DOCUMENT PASSAGE
Spiritual Eco-Feminism: A Radical Approach to Post-Lineage Yoga for Women During These Times

Uma Dinsmore-Tuli PhD changing the western face of yoga: calling back its feminine roots combined with a #metoo inspired perspective

“In these uncertain times, if we can shift beyond the restrictions and constraints of hierarchical yoga lineages based on outmoded power structures, then we can move into freedom and healing for ourselves and our planet.” This is the timely message of Yoni Shakti: A Woman’s Guide to Power and Freedom Through Yoga and Tantra by Uma Dinsmore-Tuli.

As we explore together what the landscape of post-lineage yoga might be, now is the perfect moment to welcome Uma’s work as a support for the collective empowerment of our intuitive, embodied wisdoms. Her mission in yoga is to re-introduce a feminine approach to what she considers the patriarchal, military styles of yoga that we practice today.

Uma’s approach to yoga therapy is one of inclusion: welcoming and honoring all phases and cycles of a woman’s life. Womb Yoga, the form of yoga she created, fills the gap that is missing in so many yoga studios around the world.

“The main thing to know about women’s bodies is that we are always changing. We are in a cyclical relationship with our bodies, our minds, and our emotions. Most standard yoga classes do not honor that, in fact, they don’t even acknowledge it. What I’m endeavoring to encourage amongst all yoga teachers is kindness, compassion, and adaptability. That actually everyone in class is doing something appropriate to their cycle. It’s easy once you just recognize that you need seasonal variations in your yoga classes to suit whether a woman is bleeding, ovulating, menopausal, pre-menstrual or post-natal. It’s about opening our eyes to the truth of the feminine experience.” – Uma Dinsmore-Tuli, PhD

As the yoga community embraces the #metoo movement and begins to unravel decades of abuses of power in guru culture, Uma’s message of radical inclusion and intuitive connection to the deep feminine invites women to come back home to their bodies and feel that their practice can be one that nourishes all aspects of their lives.

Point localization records
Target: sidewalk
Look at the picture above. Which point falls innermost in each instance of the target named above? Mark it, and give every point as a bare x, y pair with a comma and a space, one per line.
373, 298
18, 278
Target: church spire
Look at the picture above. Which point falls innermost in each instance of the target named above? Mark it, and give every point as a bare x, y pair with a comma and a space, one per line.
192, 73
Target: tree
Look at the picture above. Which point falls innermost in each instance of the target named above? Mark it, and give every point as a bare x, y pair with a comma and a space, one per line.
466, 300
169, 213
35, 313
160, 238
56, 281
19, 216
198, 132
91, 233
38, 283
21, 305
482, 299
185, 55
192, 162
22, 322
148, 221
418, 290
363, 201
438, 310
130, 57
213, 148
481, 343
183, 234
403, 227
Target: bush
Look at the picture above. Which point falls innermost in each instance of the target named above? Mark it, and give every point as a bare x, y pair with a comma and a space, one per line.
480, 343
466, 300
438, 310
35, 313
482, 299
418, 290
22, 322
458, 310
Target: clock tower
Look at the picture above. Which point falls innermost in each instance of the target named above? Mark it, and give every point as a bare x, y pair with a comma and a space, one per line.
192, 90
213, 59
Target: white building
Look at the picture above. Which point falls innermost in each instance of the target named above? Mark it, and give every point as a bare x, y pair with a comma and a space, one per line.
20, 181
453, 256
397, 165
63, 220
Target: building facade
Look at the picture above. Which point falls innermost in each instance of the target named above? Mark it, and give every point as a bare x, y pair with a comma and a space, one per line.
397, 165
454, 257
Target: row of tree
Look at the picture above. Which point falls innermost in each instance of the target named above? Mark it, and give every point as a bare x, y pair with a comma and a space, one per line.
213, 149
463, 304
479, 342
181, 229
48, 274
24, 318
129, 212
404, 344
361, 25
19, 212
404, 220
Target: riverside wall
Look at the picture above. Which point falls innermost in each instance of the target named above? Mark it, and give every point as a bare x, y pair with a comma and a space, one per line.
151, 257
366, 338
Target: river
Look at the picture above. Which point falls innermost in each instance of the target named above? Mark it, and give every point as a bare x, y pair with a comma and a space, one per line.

EXERCISES
a - Retype the part of the article on post-lineage yoga for women from "Uma Dinsmore-Tuli PhD" to "by Uma Dinsmore-Tuli.".
b - Summarize the article on post-lineage yoga for women in two sentences.

EXPECTED OUTPUTS
a -
Uma Dinsmore-Tuli PhD changing the western face of yoga: calling back its feminine roots combined with a #metoo inspired perspective

“In these uncertain times, if we can shift beyond the restrictions and constraints of hierarchical yoga lineages based on outmoded power structures, then we can move into freedom and healing for ourselves and our planet.” This is the timely message of Yoni Shakti: A Woman’s Guide to Power and Freedom Through Yoga and Tantra by Uma Dinsmore-Tuli.

b - The article presents Uma Dinsmore-Tuli's work, including her book Yoni Shakti, as a way to re-introduce a feminine approach to what she considers the patriarchal, military styles of yoga practiced today. Her Womb Yoga honors all phases and cycles of a woman's life, and she urges yoga teachers toward kindness, compassion, and adaptability as the yoga community embraces the #metoo movement and confronts abuses of power in guru culture.